* _TASK DIRECTIONS_: Retype the listing that follows, exactly as written.

* _RECORDS SUPPLIED_:
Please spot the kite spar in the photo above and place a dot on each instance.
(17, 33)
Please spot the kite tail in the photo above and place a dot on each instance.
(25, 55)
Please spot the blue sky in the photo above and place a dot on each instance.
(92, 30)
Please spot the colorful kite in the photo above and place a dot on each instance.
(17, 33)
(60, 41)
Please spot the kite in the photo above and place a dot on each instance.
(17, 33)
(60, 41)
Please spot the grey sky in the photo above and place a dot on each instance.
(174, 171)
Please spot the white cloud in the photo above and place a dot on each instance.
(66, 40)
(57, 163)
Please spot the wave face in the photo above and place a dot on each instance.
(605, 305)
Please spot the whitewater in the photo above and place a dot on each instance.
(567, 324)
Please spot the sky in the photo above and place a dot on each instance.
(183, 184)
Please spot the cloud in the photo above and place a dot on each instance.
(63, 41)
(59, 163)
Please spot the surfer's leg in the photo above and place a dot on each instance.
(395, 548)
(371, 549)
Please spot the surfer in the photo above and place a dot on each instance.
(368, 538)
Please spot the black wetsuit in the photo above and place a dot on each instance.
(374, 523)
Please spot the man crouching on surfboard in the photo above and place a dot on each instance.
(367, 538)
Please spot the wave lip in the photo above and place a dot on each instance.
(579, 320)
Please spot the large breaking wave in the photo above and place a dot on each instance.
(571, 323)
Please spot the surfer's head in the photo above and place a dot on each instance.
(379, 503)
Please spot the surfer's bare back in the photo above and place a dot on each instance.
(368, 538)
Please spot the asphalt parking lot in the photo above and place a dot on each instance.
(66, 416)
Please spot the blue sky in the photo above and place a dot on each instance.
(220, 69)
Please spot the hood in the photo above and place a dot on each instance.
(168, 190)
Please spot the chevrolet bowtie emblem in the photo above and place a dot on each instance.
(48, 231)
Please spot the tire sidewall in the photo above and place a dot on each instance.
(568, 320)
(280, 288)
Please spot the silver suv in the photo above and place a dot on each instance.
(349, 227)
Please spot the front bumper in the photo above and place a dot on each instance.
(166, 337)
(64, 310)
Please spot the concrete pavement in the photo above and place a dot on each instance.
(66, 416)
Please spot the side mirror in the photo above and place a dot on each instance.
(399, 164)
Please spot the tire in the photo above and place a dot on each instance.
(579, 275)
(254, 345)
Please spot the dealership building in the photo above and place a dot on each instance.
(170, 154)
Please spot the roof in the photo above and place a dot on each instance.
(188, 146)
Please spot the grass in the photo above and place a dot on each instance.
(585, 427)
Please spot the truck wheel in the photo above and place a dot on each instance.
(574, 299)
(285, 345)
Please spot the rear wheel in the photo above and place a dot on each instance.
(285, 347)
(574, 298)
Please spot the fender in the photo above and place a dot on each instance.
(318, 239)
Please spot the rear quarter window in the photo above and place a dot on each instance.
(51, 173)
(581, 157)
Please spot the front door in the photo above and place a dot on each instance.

* _FINISHED TASK_:
Please spot the kite spar in the photo above and place a dot on each instance.
(17, 33)
Please spot the kite tail in the photo above and place a dot on each instance.
(25, 55)
Please spot the blue sky in the photo above and place a dot on each instance.
(92, 30)
Please spot the colorful kite in the photo above and place a dot on each instance.
(17, 33)
(60, 41)
Please spot the kite in the photo above and place a dot on each instance.
(17, 33)
(60, 41)
Please spot the grey sky in the photo above and place a dot on each instance.
(174, 171)
Please spot the white cloud in the photo above and place a dot on each instance.
(66, 40)
(57, 163)
Please spot the wave face in the photo above and place a dot on each instance.
(605, 305)
Please spot the whitewater in the photo above and place a dot on each instance.
(567, 324)
Please spot the sky in the photo above and place a dot on each instance.
(183, 184)
Please spot the cloud in the photo above and place a dot on each instance.
(63, 41)
(59, 163)
Please spot the surfer's leg in the photo above and place a dot on each instance.
(395, 548)
(371, 549)
Please spot the surfer in the photo above and place a dot on each instance.
(368, 538)
Please spot the black wetsuit in the photo above and place a dot on each instance.
(374, 523)
Please spot the man crouching on surfboard in the photo above and place a dot on each instance.
(367, 538)
Please spot the wave lip in the photo above and place a dot on each instance.
(579, 320)
Please spot the large breaking wave in the photo above and place a dot on each instance.
(571, 323)
Please spot the surfer's head in the photo above and place a dot on each instance.
(379, 503)
Please spot the surfer's bare back in the photo above and place a dot on each instance.
(368, 538)
Please spot the asphalt parking lot in the photo above and place a dot on each instance.
(66, 416)
Please spot the blue sky in the photo above and place a dot on each instance.
(220, 69)
Please spot the hood in the photo above and place a dot on each instance.
(168, 190)
Please spot the chevrolet bowtie emblem in the photo above and place a dot on each instance.
(48, 231)
Please spot the tire sidewall in the photo above and place a dot on each instance.
(568, 320)
(280, 288)
Please spot the silver suv in the photo above and place a dot on each instance.
(349, 227)
Please spot the front bumper in the photo above and place a dot on each instance.
(166, 337)
(64, 310)
Please spot the concrete pavement in the photo above and place a dot on each instance.
(66, 416)
Please spot the side mirror in the photo above and place a dot on each instance.
(399, 164)
Please spot the tire in the photo above and place a dot on each instance.
(579, 275)
(254, 345)
Please spot the dealership building in the photo above and place a dot on each instance.
(170, 154)
Please spot the roof in the photo above and place a dot on each instance.
(188, 146)
Please spot the grass in the photo above and place a dot on each instance.
(585, 427)
Please spot the truck wheel in the photo above and place a dot on each instance.
(574, 299)
(285, 345)
Please spot the rear wheel in the photo above and place a dot on each instance.
(285, 347)
(574, 298)
Please spot the fender in the photo above and place a dot on each instance.
(318, 239)
Please spot the rear quarter window in the photo above and place a dot on each instance.
(51, 173)
(581, 157)
Please spot the front door in the photo above and place a dot on each instance.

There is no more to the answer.